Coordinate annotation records
========================

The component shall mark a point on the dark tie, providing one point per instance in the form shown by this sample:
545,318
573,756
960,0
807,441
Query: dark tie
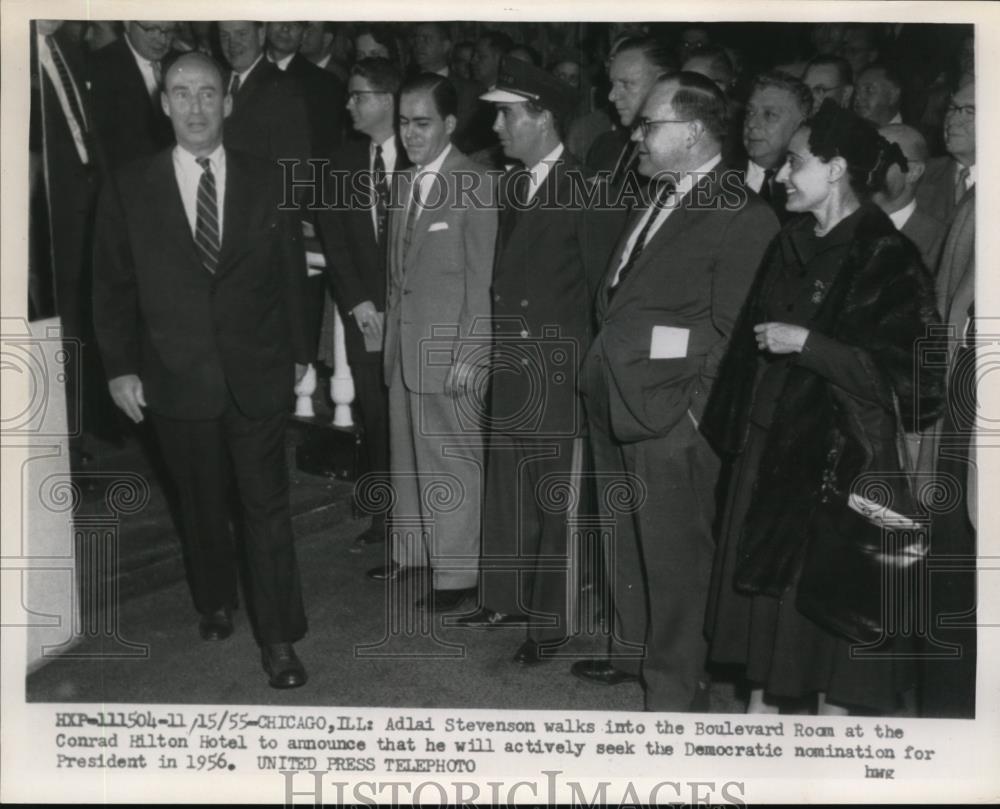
766,192
206,228
158,76
960,180
640,242
411,216
67,83
380,184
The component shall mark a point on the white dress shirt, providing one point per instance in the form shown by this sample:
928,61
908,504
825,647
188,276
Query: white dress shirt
244,74
538,172
902,216
188,174
683,188
431,188
281,64
145,68
755,176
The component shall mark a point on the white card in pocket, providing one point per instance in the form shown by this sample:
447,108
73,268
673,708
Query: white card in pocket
668,343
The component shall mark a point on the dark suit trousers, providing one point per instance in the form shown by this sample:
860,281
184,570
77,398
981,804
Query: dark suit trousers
525,561
662,556
372,400
202,456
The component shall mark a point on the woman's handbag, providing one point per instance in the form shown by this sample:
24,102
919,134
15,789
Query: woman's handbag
862,559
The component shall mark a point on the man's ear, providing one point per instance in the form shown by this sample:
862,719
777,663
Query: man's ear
915,171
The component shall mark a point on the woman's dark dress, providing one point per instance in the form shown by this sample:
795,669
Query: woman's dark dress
783,652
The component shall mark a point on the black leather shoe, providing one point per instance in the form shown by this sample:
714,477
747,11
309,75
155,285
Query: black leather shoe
282,665
390,572
530,654
601,672
485,618
370,536
445,600
216,625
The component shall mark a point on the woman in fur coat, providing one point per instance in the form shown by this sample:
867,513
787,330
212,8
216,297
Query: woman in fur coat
803,400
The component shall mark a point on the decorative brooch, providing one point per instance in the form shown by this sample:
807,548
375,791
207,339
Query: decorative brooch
819,290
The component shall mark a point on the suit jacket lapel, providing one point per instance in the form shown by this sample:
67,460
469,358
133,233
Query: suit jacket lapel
171,218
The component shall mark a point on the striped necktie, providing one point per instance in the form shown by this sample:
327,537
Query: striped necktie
411,216
640,243
206,229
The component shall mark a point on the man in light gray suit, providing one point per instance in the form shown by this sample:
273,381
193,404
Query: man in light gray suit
441,243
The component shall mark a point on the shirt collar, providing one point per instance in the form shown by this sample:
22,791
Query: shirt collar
435,164
282,63
216,159
902,216
249,70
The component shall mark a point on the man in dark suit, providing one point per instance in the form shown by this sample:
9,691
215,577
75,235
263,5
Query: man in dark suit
635,66
125,79
354,236
777,106
269,117
666,310
322,91
949,179
66,168
542,326
197,299
898,199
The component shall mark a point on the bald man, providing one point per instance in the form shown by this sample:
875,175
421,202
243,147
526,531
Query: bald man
899,197
198,314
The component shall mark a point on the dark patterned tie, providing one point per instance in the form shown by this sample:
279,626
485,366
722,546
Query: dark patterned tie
380,183
411,216
640,242
206,229
766,191
67,83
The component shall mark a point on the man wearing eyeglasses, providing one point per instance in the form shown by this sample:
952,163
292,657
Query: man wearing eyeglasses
949,179
829,77
665,311
125,88
355,239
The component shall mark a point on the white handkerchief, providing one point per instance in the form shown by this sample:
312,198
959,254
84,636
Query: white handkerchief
668,343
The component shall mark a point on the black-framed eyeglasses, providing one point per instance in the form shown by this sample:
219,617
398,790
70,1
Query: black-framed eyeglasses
968,110
157,31
355,95
644,125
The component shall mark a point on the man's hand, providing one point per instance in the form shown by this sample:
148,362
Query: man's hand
366,316
126,392
780,338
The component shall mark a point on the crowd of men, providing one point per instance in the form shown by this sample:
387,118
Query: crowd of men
200,304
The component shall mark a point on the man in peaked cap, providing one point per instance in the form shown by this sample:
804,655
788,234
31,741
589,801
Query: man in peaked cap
541,320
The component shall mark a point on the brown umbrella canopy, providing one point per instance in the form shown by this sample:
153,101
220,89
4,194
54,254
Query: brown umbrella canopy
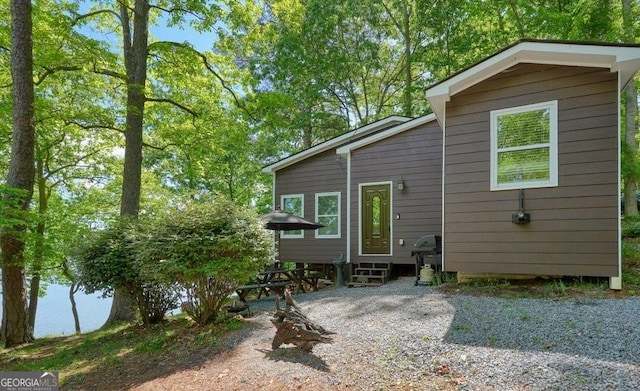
283,221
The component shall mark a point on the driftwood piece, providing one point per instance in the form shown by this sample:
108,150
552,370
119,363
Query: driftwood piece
293,327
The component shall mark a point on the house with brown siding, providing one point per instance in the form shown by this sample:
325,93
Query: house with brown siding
531,160
517,169
352,186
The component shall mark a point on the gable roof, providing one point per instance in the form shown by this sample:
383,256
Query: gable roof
622,58
335,142
347,148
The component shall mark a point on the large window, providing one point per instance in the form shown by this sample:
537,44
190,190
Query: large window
294,204
328,214
524,145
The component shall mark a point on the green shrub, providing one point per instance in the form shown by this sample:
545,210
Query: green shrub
108,261
209,249
631,227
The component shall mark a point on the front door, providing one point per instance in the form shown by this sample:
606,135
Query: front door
376,219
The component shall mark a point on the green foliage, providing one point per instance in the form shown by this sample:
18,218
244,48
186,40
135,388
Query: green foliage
108,261
14,218
630,227
209,249
203,250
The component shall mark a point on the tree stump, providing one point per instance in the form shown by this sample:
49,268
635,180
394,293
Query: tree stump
293,327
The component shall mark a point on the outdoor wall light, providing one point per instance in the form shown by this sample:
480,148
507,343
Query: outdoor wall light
521,217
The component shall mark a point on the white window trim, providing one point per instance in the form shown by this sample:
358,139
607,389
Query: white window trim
332,236
286,234
553,146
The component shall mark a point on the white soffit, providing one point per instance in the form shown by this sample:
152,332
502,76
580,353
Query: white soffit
624,59
335,142
347,148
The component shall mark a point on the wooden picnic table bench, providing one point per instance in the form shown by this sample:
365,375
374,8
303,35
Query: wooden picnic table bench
263,287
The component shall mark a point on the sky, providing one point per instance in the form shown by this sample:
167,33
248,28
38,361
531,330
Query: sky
161,32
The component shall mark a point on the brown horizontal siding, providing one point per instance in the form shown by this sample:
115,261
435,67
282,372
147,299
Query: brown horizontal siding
574,226
317,174
556,267
416,155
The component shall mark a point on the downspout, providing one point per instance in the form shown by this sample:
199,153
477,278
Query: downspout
348,259
273,207
444,126
616,282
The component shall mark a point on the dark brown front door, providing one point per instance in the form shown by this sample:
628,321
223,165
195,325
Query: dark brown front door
376,221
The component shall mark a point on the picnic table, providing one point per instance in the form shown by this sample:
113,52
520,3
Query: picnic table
276,279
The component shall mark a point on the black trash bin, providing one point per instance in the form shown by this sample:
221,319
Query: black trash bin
427,250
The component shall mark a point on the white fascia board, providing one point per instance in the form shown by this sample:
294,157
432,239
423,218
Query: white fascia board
334,142
346,149
622,59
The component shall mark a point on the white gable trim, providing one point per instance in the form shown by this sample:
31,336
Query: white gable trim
346,149
622,59
334,142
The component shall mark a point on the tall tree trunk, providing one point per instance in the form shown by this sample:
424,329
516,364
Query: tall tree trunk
406,33
74,308
38,254
72,291
631,112
135,59
15,325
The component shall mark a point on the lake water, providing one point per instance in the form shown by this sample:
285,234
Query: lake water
54,315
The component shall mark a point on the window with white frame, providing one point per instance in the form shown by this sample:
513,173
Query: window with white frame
294,204
328,214
524,146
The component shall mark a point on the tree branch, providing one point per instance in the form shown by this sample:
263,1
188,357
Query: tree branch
208,66
48,71
178,105
172,10
77,18
109,127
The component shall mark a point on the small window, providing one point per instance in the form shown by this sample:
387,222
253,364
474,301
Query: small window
294,204
328,214
524,145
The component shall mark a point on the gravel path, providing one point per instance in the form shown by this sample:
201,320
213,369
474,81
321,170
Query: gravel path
402,337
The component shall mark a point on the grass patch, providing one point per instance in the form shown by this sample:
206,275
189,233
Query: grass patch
566,287
131,348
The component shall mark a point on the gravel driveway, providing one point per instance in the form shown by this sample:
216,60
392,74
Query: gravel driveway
402,337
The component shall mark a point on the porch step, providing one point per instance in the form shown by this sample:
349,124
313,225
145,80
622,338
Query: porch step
370,274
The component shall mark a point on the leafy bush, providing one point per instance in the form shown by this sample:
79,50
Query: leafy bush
209,249
200,253
108,260
631,226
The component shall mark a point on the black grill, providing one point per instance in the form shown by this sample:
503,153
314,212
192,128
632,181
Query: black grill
427,250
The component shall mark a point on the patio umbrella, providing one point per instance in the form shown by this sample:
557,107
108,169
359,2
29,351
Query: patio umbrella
279,220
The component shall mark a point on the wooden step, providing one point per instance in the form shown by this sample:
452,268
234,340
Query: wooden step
369,271
355,284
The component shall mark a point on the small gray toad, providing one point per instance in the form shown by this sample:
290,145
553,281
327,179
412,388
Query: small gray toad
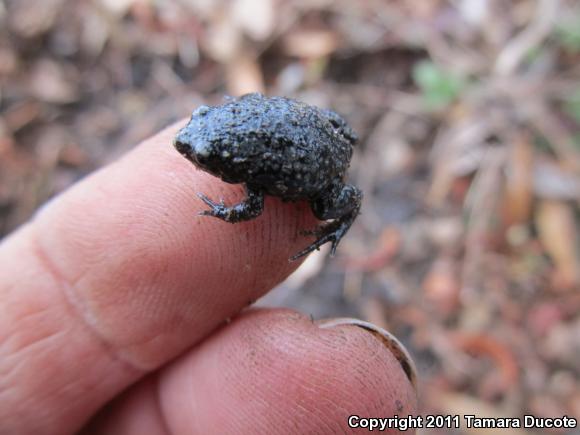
280,147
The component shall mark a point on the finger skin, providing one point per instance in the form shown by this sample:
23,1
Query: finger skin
270,371
118,276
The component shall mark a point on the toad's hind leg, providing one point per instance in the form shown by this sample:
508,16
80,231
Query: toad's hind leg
341,204
250,208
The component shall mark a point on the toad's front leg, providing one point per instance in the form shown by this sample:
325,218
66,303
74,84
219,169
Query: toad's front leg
250,208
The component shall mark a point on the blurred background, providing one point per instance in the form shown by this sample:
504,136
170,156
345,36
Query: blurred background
469,118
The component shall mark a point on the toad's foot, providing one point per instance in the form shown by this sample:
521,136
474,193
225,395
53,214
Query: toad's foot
332,232
250,208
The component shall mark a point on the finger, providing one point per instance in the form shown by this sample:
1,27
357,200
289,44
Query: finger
267,372
118,276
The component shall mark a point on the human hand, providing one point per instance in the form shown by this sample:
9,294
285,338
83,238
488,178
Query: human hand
113,309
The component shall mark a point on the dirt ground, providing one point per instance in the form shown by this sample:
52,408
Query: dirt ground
469,116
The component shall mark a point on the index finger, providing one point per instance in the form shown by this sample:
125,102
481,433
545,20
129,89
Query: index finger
118,276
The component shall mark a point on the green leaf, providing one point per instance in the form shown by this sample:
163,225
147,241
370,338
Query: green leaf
572,106
439,87
568,34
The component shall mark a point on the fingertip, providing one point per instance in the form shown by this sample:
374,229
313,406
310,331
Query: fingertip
276,370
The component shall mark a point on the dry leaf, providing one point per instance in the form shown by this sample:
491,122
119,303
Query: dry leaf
518,192
442,287
558,234
244,76
310,44
255,18
50,82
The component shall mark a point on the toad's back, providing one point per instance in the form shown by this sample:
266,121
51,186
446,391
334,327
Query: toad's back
285,147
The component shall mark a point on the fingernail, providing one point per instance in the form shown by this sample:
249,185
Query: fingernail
389,340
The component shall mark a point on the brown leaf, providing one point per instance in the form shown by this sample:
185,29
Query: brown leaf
310,44
50,82
558,234
488,346
389,246
518,192
244,75
256,19
442,285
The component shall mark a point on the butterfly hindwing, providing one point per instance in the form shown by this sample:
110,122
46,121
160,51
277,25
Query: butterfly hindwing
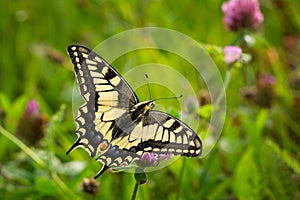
114,126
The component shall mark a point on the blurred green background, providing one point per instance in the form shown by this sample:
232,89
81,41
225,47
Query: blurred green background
257,155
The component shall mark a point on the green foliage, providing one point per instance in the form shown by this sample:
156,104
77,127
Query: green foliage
257,155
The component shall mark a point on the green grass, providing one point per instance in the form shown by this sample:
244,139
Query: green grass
257,155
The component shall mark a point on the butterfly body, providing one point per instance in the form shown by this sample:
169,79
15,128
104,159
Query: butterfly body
114,126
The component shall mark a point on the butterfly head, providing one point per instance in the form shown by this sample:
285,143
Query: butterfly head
150,105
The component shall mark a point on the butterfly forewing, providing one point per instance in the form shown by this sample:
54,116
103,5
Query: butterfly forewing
113,125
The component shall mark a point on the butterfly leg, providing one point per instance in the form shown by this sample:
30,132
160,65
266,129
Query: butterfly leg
104,168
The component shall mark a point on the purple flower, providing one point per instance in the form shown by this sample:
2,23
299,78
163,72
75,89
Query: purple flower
147,159
32,108
241,14
232,54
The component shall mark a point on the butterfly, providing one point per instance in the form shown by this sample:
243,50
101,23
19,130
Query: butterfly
114,125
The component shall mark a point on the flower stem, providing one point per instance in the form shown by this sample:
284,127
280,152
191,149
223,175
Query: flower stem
22,146
135,191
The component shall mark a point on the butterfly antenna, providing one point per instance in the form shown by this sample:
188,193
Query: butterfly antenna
148,85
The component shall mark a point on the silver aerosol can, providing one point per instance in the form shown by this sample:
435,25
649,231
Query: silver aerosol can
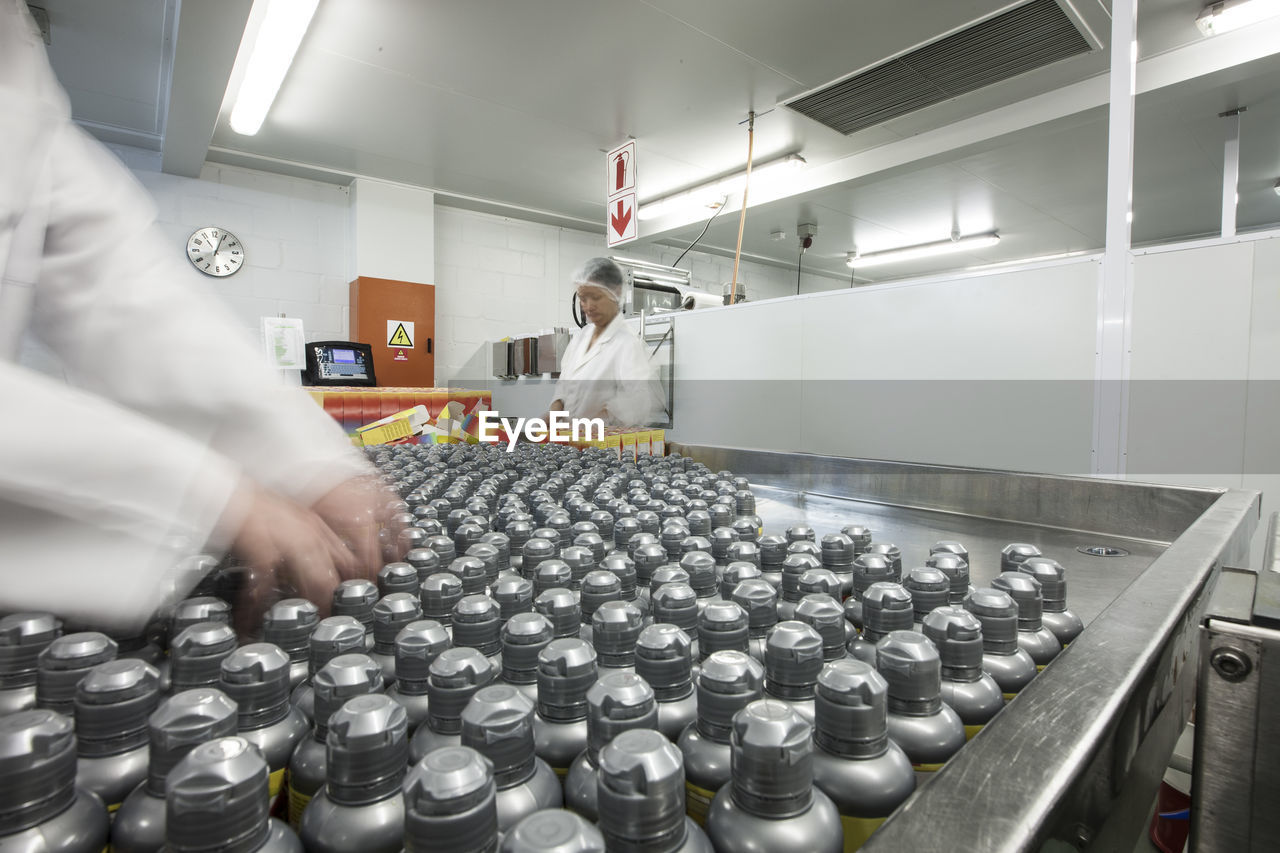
736,573
498,723
343,678
615,629
524,637
760,602
438,594
44,811
664,661
677,605
478,624
854,762
955,566
640,788
199,609
789,593
515,594
356,598
333,637
824,615
622,568
769,802
64,662
598,588
700,566
886,607
451,803
929,589
566,670
256,678
1015,553
1002,658
972,693
289,624
722,626
926,728
216,799
868,569
455,676
113,703
196,656
837,557
22,638
1052,578
1032,635
182,723
361,808
391,614
560,606
416,646
397,576
553,830
792,660
727,683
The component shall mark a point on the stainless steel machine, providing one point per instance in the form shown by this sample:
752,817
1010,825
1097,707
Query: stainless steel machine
1237,761
1074,761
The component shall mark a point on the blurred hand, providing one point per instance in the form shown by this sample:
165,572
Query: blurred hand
283,544
355,511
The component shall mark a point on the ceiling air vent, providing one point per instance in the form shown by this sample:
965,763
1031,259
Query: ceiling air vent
1014,42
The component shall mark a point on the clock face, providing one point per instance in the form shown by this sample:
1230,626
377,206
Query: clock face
215,251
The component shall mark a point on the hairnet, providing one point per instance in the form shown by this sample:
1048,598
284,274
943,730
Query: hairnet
602,273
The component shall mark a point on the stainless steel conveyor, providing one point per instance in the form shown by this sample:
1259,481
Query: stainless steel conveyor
1075,760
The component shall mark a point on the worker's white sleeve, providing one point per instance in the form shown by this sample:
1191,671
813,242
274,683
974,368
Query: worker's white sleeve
636,400
144,496
133,322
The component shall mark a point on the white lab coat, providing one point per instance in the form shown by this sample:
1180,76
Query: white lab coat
109,479
613,379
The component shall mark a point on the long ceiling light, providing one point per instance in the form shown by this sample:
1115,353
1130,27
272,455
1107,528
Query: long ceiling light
278,39
1233,14
712,194
923,250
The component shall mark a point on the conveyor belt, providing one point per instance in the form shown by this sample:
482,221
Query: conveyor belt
1092,583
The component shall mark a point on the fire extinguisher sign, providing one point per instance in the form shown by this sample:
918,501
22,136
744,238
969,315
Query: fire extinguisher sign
620,195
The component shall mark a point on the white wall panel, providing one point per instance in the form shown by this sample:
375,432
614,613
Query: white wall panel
1189,355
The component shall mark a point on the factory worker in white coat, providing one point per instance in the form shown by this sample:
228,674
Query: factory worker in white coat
165,433
606,372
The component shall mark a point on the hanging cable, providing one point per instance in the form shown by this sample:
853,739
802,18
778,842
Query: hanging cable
702,235
741,219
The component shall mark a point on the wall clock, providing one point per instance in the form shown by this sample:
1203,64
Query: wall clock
215,251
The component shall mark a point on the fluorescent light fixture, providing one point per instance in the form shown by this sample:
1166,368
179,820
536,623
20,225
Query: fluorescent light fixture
923,250
713,194
1233,14
278,39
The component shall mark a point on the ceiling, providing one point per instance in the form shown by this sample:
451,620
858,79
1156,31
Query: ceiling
510,105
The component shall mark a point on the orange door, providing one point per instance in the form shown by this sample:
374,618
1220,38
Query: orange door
397,319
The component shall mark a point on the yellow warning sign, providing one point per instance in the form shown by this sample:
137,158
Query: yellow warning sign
400,333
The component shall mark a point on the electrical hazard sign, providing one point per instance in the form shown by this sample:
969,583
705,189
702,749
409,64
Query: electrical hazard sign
400,333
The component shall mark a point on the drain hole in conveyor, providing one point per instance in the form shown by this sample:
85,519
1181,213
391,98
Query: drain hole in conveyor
1102,551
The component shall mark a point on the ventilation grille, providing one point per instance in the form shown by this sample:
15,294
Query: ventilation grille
1010,44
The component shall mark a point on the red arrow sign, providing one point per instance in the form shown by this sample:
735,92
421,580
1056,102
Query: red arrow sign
620,219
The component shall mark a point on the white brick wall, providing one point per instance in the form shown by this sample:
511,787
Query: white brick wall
295,233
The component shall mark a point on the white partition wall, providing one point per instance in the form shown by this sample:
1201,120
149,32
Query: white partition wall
990,370
999,369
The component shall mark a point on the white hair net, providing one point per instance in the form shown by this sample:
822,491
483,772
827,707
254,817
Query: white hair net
603,274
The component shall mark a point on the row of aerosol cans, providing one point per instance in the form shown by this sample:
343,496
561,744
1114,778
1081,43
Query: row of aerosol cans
615,689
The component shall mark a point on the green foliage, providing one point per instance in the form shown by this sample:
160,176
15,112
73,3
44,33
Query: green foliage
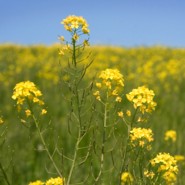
161,69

========================

AIM | The pictures stay out; repeat exactly the lines from the one with "The component shall mark a point on the fluorescent" to the end of the entries above, and nothing else.

FINISHED EXERCISE |
The component shall mark a point on the fluorescent light fixture, providing one point per instance in the form shown by this sample:
1166,368
179,820
536,623
20,225
Query: fluorescent light fixture
923,250
713,194
1233,14
278,39
The component shall mark a point on the ceiling, providing one point per instance in the form shown by this sample:
451,620
858,79
1156,31
Query: ceiling
510,105
The component shall mark a point on the orange door, providing one point per instance in the form shown by this sample:
374,618
1220,38
Query: orange door
397,319
The component shall mark a point on the yellow warning sign, providing one point per instance in the form shown by this sample:
137,158
Query: yellow warning sign
400,333
The component shall mark a point on the electrical hazard sign, providing one point per instance in the form shown by this sample:
969,583
705,189
702,749
409,64
Query: electrical hazard sign
400,333
The component shall mark a point on the drain hole in conveyor, providing one point per instance in the form shown by this sample:
85,519
1181,213
391,98
Query: drain hole in conveyor
1102,551
The component shall mark a point on the ventilation grille, providing one point per instance in the form shown by this sample:
15,294
Query: ventilation grille
1010,44
The component shall mark a point on the red arrow sign, providing one point per instance in the form shown by this sample:
735,92
421,580
1056,102
Query: red arrow sign
620,219
The component shall mark a point on the white brick wall, providing one point per instance in the form shown by this sample:
511,787
Query: white brick wall
295,233
The component shall mark a point on the white partition wall, providing one point per instance in the form shown by this sample:
1201,120
149,32
Query: white partition wall
990,370
999,369
The component shall mark a point on the white hair net, providing one point per instance in the form shown by this sample:
822,491
483,772
827,707
254,817
Query: white hair net
603,274
The component shall mark a point on the row of aerosol cans, providing one point per instance in the form shown by this sample:
343,496
561,744
1114,778
1081,43
Query: row of aerosol cans
615,689
The component shall mark a point on the green foliage, providing one point per instance in the form shown by this sample:
160,176
15,112
73,3
44,33
Query: green foliage
161,69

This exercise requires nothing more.